> Written task 1
According to the mailing list reply below, what does the patch do instead of returning an error when the pullup disable routine would be skipped?

> Excerpted passage
Re: [RFC][PATCH] usb: dwc3: usb: dwc3: Force stop EP0 transfers during pullup disable

From: Thinh Nguyen
Date: Sun Aug 15 2021 - 20:35:07 EST

Felipe Balbi wrote:
> Hi,
> Thinh Nguyen <Thinh.Nguyen@xxxxxxxxxxxx> writes:
>>>>>>>>>> If this occurs, then the entire pullup disable routine is skipped and
>>>>>>>>>> proper cleanup and halting of the controller does not complete.
>>>>>>>>>> Instead of returning an error (which is ignored from the UDC
>>>>>>>>>> perspective), do what is mentioned in the comments and force the
>>>>>>>>>> transaction to complete and put the ep0state back to the SETUP phase.
>>>>>>>>>> Signed-off-by: Wesley Cheng <wcheng@xxxxxxxxxxxxxx>
>>>>>>>>>> ---
>>>>>>>>>> drivers/usb/dwc3/ep0.c | 4 ++--
>>>>>>>>>> drivers/usb/dwc3/gadget.c | 6 +++++-
>>>>>>>>>> drivers/usb/dwc3/gadget.h | 3 +++
>>>>>>>>>> 3 files changed, 10 insertions(+), 3 deletions(-)
>>>>>>>>>> diff --git a/drivers/usb/dwc3/ep0.c b/drivers/usb/dwc3/ep0.c
>>>>>>>>>> index 6587394..abfc42b 100644
>>>>>>>>>> --- a/drivers/usb/dwc3/ep0.c
>>>>>>>>>> +++ b/drivers/usb/dwc3/ep0.c
>>>>>>>>>> @@ -218,7 +218,7 @@ int dwc3_gadget_ep0_queue(struct usb_ep *ep, struct usb_request *request,
>>>>>>>>>> return ret;
>>>>>>>>>> }
>>>>>>>>>> -static void dwc3_ep0_stall_and_restart(struct dwc3 *dwc)

> Given records
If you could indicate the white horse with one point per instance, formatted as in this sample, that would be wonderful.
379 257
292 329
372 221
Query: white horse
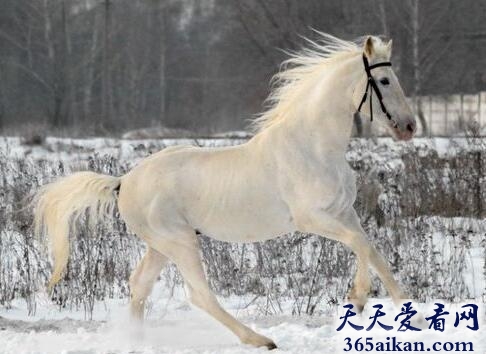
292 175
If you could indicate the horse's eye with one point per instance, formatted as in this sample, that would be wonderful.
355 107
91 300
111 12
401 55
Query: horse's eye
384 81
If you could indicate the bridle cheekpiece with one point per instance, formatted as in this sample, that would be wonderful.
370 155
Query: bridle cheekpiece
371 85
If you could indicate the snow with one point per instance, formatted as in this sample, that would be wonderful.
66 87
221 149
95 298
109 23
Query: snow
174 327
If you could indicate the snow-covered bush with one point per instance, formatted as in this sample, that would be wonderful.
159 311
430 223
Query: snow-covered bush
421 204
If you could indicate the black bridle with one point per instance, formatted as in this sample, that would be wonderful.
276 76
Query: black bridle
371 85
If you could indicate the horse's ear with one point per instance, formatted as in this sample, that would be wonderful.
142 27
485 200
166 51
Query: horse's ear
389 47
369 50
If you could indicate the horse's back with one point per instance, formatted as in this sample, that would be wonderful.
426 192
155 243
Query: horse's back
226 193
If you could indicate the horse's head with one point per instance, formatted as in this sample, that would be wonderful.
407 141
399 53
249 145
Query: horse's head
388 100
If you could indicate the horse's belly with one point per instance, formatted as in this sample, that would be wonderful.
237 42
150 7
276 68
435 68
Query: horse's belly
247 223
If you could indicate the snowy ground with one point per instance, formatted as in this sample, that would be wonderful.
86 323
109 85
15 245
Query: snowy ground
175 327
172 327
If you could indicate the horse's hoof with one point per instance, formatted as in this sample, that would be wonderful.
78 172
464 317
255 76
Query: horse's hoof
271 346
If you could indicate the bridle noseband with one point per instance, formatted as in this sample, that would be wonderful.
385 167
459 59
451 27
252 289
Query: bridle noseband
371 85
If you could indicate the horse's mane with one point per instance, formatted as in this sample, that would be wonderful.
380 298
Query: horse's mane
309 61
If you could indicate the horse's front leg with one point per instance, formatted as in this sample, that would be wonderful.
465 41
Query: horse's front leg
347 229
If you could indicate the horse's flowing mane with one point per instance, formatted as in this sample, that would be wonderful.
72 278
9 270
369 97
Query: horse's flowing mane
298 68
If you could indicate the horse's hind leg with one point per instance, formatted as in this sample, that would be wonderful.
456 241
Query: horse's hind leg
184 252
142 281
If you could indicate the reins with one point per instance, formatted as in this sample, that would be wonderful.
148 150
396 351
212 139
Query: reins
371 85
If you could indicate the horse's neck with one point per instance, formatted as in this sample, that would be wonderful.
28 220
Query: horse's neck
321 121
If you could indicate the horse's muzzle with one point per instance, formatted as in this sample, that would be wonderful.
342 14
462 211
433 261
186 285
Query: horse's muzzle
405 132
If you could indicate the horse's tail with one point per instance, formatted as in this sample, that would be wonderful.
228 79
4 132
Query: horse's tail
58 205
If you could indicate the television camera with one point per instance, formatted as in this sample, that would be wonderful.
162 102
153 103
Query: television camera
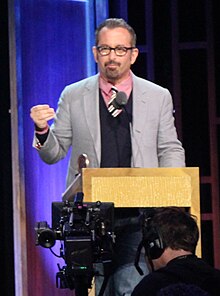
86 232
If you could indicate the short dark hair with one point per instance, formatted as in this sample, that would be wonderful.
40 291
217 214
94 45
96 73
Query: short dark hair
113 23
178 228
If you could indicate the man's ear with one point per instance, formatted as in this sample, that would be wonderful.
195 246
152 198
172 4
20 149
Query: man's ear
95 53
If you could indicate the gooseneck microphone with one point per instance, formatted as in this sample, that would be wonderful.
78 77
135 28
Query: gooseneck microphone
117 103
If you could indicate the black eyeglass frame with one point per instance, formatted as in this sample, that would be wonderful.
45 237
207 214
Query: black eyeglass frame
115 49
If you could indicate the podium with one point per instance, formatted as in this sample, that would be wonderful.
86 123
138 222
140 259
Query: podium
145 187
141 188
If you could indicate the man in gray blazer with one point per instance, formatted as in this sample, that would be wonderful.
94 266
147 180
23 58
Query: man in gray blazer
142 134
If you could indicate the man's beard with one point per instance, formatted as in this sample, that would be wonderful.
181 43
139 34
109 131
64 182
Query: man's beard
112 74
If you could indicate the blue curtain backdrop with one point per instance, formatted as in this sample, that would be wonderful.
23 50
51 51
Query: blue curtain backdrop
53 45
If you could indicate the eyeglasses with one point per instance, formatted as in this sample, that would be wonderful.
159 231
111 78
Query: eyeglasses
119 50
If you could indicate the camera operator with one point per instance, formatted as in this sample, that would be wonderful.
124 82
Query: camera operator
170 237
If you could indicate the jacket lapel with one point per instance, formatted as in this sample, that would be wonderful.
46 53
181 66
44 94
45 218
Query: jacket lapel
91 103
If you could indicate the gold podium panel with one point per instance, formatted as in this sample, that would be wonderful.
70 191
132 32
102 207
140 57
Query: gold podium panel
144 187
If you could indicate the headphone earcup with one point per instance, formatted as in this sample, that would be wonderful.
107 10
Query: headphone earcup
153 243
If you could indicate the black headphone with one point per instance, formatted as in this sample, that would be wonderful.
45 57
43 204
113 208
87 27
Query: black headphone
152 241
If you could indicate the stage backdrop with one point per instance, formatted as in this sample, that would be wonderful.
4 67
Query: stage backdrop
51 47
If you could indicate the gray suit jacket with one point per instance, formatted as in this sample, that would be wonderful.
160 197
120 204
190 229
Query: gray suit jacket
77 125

> Written task 2
Output the lines of the records as a JSON list of strings, one string per line, with blank lines left out. Start at the line that contains "If you could indicate the stage" and continue through the end of the records.

> Task solution 1
It forces the transaction to complete and puts the ep0state back to the SETUP phase.

> Task solution 2
[
  "If you could indicate the stage backdrop with one point per instance, formatted as in this sample, that would be wonderful.",
  "4 67",
  "Query: stage backdrop",
  "51 47",
  "If you could indicate the gray suit jacket with one point per instance, formatted as in this sample, that would be wonderful.",
  "160 197",
  "120 204",
  "190 229",
  "Query: gray suit jacket",
  "77 125"
]